[BEGIN Document section]

# Installer / fabricator Orlando to WPB, FL



## rockin (Sep 13, 2012)

Need to get serious about getting this install done, so posting here. I need an experienced fabricator who can fab pillars and sail panels, build an Aperiodic enclosure (not difficult) everything else is straightforward. Amp rack for 3 amps and 1/3 octave EQ. 6.5 in doors. Din HU. I have all parts, dash kit, wiring, even wood. 2004 Buick Regal. Luxury to install in compared to today's cars. I don't have the time to do this. PM if you are qualified w/ gallery or references and somewhere between West Palm Beach and Orlando.


----------



## SkizeR (Apr 19, 2011)

go to russ at octave audio


----------



## rockin (Sep 13, 2012)

Would love to, unfortunately I am unable to contact him and can't put this off any longer.


----------



## SkizeR (Apr 19, 2011)

why cant you contact him? you cant call his shop?


----------



## rockin (Sep 13, 2012)

No answer. No call back. Moving forward.


----------



## thehatedguy (May 4, 2007)

Soundcrafters in Daytona Beach is good.

Would you go to Ocala? I know it's the opposite direction from WPB.


----------



## rockin (Sep 13, 2012)

What's in Ocala?


----------



## miniSQ (Aug 4, 2009)

Are you close to this place? Jon is a member here i believe.

Lakeland, FL Auto Glass Repair Shop | Auto Glass Repair Shop 33801 | Blvd Customs Of Lakeland


----------



## rockin (Sep 13, 2012)

Close enough, but their gallery isn't too impressive.


----------



## miniSQ (Aug 4, 2009)

rockin said:


> Close enough, but their gallery isn't too impressive.

[END Document section]

→ Work to do
1. In the car audio install thread, how would you put "I don't have the time to do this." into Spanish?
2. Can you write out the car audio install thread starting at "# Installer /" and ending at "Beach and Orlando.", changing "Buick Regal" to "Pontiac Grand Prix"?
The records aren't needed for any of these tasks.

[BEGIN Extracted entries]

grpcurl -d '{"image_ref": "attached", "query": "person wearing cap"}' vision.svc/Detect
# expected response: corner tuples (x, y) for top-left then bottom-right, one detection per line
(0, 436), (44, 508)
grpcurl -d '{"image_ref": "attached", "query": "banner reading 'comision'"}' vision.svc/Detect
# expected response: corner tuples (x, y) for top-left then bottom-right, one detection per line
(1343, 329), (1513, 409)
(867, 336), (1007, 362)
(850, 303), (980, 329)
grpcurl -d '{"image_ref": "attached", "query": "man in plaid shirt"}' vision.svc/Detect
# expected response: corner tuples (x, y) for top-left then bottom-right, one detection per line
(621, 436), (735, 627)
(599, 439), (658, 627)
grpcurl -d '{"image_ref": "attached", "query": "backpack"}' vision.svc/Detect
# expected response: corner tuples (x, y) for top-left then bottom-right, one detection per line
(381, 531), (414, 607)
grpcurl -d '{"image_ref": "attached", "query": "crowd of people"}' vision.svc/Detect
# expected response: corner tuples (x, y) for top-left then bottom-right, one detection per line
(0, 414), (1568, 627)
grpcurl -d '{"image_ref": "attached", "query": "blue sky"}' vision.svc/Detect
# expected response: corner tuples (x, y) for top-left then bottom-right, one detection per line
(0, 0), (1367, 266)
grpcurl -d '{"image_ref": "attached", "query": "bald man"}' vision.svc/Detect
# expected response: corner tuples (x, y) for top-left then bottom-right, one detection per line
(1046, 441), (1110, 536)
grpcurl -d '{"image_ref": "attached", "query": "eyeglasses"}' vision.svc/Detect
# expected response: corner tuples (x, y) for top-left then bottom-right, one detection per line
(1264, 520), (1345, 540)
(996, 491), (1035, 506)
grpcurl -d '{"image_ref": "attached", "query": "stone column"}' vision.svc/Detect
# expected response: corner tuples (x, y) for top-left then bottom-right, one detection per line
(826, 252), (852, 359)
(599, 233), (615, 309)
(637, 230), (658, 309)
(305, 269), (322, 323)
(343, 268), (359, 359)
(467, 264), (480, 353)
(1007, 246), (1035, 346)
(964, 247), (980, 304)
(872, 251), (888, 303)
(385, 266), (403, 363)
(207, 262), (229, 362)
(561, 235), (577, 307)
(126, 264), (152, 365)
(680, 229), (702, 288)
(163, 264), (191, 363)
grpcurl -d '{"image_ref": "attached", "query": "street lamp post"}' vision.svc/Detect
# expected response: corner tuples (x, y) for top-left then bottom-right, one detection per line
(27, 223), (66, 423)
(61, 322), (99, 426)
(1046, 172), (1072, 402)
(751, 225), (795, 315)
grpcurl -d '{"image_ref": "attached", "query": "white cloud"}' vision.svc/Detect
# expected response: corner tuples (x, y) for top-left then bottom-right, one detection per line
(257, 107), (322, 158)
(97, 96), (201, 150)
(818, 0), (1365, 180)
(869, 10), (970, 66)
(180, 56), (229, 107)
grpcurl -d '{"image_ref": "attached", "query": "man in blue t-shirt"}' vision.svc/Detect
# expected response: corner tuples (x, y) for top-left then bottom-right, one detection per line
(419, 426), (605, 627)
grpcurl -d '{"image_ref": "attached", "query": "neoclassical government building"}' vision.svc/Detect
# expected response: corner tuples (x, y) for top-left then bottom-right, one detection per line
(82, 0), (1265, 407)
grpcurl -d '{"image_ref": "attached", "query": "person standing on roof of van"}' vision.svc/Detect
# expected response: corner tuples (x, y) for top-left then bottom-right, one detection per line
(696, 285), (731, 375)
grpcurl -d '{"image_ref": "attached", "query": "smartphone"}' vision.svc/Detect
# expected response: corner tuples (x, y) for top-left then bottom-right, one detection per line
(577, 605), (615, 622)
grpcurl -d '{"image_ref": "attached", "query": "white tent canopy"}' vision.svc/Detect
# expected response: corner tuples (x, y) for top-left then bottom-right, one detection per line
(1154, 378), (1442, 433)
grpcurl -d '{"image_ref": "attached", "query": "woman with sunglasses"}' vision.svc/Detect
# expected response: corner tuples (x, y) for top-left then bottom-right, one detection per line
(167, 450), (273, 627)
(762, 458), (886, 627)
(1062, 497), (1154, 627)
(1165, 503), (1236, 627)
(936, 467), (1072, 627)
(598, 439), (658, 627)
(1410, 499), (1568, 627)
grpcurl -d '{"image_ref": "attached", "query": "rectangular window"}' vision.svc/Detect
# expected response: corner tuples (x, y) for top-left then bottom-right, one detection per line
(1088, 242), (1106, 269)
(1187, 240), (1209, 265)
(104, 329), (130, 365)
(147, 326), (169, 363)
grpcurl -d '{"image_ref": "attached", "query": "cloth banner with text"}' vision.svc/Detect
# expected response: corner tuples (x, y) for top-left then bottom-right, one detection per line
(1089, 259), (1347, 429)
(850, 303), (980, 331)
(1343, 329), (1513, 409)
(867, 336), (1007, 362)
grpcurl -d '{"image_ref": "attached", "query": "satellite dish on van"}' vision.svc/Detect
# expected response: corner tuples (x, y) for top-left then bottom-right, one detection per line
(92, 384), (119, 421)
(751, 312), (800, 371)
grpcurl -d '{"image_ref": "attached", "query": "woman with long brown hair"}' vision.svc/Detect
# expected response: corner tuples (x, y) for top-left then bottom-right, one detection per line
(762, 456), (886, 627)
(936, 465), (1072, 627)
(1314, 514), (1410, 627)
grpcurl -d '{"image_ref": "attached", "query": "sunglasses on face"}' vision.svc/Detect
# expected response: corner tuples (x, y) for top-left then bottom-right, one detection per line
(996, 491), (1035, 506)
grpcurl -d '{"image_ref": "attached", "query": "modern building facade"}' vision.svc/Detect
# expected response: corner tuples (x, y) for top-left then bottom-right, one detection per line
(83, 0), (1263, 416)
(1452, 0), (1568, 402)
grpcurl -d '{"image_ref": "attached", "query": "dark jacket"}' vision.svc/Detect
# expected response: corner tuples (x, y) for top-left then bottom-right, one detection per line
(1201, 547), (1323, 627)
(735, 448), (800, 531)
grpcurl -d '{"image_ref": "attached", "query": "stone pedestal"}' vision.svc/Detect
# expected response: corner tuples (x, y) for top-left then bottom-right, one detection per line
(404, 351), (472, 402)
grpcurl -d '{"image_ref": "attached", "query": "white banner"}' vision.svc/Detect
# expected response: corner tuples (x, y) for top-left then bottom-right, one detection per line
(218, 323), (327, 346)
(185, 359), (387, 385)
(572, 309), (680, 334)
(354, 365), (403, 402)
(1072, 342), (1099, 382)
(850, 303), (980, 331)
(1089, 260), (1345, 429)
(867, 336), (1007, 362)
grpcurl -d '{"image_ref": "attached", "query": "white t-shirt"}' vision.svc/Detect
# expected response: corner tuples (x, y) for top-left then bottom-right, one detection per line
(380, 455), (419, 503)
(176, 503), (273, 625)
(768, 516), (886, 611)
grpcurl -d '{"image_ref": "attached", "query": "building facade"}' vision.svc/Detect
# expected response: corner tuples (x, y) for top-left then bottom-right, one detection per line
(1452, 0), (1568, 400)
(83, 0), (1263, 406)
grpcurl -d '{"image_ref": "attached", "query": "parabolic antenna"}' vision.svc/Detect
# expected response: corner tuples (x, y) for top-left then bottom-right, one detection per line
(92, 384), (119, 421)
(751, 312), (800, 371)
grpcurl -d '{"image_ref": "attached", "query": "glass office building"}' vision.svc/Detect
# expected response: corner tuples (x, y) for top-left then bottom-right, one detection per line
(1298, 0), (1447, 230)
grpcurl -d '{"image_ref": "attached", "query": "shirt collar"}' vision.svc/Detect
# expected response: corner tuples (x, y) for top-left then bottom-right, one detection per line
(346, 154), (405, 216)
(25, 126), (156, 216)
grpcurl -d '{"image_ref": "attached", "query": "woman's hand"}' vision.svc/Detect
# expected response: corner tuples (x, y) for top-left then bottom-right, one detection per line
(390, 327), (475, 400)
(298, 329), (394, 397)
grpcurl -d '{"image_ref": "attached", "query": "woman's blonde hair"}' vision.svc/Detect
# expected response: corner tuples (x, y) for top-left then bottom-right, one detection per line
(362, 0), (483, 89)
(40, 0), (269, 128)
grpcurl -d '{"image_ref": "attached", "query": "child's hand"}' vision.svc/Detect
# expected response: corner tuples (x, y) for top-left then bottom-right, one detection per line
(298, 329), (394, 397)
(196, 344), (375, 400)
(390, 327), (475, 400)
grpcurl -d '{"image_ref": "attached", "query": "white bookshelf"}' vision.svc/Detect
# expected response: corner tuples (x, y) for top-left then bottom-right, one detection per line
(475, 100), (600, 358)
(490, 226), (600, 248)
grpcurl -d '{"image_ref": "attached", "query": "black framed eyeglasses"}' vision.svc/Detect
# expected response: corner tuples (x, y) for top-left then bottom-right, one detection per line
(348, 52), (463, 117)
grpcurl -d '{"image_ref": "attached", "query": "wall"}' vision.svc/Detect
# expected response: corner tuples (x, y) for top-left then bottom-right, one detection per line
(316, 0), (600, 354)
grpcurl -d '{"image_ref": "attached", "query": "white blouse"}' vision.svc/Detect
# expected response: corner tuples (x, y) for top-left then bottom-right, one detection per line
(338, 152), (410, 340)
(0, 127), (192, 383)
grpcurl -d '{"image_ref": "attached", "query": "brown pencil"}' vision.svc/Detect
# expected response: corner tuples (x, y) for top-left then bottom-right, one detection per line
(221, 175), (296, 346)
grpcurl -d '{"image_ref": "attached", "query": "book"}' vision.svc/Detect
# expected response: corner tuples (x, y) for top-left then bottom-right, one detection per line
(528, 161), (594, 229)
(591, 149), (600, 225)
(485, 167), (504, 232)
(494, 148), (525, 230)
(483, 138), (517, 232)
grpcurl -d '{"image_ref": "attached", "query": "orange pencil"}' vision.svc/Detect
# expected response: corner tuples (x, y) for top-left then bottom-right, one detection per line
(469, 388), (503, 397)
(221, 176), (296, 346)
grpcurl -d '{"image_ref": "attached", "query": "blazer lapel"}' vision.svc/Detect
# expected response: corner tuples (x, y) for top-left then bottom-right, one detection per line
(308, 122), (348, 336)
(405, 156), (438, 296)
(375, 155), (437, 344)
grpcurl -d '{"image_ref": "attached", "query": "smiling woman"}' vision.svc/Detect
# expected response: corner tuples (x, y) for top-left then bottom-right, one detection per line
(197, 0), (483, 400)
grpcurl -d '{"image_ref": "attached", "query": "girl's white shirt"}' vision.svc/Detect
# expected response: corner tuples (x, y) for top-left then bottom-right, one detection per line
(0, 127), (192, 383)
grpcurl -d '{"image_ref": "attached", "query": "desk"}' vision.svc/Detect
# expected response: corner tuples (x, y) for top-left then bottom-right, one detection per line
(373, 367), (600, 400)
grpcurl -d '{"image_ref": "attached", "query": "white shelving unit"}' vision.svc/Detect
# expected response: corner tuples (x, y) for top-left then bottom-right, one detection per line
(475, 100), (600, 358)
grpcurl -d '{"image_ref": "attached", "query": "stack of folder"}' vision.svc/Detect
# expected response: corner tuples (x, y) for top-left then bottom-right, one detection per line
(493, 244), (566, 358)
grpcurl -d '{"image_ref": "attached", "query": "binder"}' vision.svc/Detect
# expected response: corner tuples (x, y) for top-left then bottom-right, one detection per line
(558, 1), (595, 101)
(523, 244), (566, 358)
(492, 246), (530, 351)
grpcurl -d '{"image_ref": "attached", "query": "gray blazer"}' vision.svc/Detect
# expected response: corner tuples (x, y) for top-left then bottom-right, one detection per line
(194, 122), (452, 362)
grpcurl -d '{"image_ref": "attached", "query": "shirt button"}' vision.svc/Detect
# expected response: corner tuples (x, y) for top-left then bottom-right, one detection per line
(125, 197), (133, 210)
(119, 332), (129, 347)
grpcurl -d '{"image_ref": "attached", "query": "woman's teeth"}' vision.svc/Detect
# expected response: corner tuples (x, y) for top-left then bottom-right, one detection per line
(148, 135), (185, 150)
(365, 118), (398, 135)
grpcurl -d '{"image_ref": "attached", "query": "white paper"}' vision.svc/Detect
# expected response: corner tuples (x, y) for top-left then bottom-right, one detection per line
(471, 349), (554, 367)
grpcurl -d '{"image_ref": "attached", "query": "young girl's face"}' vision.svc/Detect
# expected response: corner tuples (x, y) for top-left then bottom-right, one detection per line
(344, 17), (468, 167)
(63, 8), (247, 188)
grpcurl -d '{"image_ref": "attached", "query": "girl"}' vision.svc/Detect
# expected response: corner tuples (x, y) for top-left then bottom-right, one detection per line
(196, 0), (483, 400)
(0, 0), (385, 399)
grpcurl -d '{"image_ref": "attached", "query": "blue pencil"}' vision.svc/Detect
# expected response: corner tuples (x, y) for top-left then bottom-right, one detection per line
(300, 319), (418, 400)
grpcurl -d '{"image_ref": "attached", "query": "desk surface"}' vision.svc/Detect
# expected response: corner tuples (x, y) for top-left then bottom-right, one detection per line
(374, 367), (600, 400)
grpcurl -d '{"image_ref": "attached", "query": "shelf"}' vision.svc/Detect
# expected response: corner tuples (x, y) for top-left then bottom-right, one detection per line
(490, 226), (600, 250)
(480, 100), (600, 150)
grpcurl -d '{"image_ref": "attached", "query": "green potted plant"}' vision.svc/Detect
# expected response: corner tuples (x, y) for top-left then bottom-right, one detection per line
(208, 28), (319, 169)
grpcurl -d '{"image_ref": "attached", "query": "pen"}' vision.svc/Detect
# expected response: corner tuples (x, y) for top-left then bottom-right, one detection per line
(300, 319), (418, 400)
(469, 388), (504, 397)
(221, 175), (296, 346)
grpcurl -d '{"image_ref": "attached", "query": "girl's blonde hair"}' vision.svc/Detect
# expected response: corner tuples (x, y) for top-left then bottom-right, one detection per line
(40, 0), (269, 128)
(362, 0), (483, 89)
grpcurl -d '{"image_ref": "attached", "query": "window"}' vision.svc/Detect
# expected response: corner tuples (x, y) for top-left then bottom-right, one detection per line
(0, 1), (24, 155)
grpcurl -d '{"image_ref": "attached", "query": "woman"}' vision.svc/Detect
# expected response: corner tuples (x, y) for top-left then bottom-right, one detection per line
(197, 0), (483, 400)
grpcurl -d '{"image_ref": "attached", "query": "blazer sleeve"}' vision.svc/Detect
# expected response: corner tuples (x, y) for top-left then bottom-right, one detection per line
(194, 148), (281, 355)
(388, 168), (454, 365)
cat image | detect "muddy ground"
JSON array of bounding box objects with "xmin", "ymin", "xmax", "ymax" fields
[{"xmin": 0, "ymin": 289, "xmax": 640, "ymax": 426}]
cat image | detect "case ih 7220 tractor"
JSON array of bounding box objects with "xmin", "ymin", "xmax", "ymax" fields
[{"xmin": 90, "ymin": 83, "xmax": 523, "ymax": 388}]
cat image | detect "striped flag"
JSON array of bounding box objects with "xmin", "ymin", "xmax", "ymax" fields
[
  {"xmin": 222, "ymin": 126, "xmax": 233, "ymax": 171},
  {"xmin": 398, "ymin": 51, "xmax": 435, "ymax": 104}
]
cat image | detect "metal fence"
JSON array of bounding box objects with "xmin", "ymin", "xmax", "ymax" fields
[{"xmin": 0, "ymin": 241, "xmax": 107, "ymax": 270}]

[END Extracted entries]

→ Expected outputs
1. No tengo tiempo para hacer esto.

2.
# Installer / fabricator Orlando to WPB, FL



## rockin (Sep 13, 2012)

Need to get serious about getting this install done, so posting here. I need an experienced fabricator who can fab pillars and sail panels, build an Aperiodic enclosure (not difficult) everything else is straightforward. Amp rack for 3 amps and 1/3 octave EQ. 6.5 in doors. Din HU. I have all parts, dash kit, wiring, even wood. 2004 Pontiac Grand Prix. Luxury to install in compared to today's cars. I don't have the time to do this. PM if you are qualified w/ gallery or references and somewhere between West Palm Beach and Orlando.